WORK ITEM. Match the word "Should". Return each line of the data below where it appears.

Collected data
====
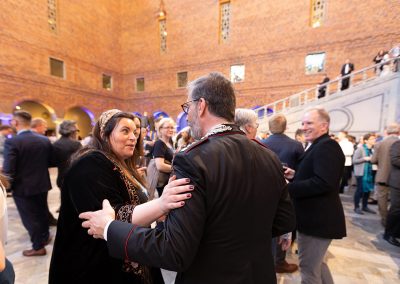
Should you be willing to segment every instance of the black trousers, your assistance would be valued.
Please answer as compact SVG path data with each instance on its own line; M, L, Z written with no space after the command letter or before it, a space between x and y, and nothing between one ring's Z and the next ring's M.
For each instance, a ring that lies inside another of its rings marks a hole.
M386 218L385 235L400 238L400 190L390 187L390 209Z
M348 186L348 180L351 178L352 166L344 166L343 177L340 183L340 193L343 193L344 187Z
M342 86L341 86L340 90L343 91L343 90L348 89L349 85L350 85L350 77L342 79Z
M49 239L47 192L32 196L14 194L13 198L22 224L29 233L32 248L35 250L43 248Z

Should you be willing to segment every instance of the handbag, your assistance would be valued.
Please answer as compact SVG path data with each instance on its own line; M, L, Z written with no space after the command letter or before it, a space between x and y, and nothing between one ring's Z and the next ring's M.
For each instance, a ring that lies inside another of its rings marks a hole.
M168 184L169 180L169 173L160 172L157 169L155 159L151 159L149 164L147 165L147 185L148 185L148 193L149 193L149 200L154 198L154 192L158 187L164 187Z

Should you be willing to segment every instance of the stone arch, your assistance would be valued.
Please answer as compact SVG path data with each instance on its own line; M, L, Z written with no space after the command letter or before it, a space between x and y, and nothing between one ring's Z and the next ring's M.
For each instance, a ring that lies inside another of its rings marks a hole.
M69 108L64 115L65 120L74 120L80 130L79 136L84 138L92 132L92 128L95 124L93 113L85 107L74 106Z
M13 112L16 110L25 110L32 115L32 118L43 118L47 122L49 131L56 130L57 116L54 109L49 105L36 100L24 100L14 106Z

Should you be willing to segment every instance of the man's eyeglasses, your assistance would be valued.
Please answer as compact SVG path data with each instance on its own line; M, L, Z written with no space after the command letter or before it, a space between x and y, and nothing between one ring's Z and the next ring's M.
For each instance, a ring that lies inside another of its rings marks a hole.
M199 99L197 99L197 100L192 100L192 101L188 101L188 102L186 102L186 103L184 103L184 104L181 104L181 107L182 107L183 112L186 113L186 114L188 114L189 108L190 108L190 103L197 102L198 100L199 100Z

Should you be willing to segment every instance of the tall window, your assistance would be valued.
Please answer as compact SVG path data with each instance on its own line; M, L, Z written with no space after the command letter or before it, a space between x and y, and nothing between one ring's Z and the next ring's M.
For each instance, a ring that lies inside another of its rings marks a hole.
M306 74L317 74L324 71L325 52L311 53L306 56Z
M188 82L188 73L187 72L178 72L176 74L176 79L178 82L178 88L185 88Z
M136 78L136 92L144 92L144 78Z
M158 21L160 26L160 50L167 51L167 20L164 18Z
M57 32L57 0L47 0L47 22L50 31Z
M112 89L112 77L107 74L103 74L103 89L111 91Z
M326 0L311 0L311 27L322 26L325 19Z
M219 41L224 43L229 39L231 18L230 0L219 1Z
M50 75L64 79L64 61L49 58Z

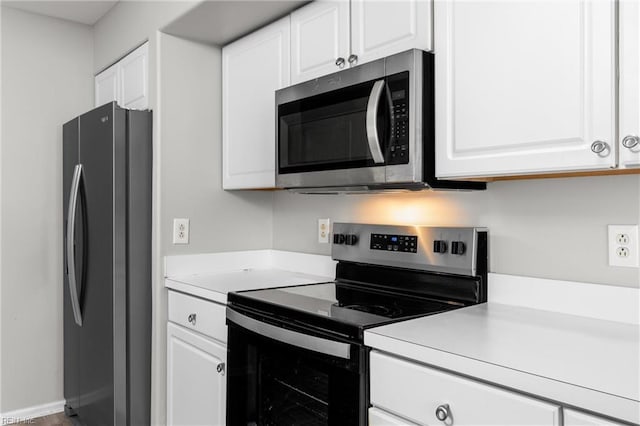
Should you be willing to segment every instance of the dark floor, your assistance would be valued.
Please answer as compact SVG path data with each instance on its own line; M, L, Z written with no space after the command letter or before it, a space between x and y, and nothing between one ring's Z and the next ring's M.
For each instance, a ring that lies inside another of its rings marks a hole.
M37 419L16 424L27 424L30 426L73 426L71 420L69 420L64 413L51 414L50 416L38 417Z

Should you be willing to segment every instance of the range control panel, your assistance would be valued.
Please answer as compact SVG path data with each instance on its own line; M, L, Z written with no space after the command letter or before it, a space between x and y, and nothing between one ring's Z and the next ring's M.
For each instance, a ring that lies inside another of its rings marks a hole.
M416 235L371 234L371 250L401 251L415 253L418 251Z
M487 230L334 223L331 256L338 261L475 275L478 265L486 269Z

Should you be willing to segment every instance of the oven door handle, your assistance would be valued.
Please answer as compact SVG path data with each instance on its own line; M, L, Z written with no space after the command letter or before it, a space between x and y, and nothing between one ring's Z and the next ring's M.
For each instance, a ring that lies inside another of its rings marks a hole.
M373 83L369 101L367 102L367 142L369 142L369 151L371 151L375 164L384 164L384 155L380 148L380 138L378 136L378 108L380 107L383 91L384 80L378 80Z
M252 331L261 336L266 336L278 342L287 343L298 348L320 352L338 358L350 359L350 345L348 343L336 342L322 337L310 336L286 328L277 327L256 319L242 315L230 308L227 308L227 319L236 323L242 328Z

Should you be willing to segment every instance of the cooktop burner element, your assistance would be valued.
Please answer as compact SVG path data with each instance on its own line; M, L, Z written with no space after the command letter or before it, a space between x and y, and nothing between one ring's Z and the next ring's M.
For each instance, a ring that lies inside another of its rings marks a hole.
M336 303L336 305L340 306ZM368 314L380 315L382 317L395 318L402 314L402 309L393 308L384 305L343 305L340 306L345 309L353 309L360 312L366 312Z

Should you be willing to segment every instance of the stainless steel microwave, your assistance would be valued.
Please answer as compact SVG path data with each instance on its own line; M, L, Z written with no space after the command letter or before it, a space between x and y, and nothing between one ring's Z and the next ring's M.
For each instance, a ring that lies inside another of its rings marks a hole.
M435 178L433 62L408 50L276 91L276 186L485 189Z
====
TASK RESPONSE.
Should you be willing to segment every instance of the black trousers, your assistance would be valued.
Should you be willing to segment every instance of the handbag, your assistance would be valued.
Should you be willing to segment every instance of the stone arch, your assistance would be valued.
Should you be willing to segment every instance of the man's eyeglasses, your assistance would be valued.
Should you be willing to segment every instance of the tall window, your assistance would be valued.
Should you be willing to segment every instance of the dark floor, your assistance would be valued.
Should you be willing to segment every instance of the range control panel, your assistance would be valued.
Should you be willing to segment every instance of the oven door handle, your assistance would be valued.
Should you be willing to segment every instance of the cooktop burner element, your assistance would be valued.
Should you be willing to segment every instance of the stainless steel microwave, your assistance would be valued.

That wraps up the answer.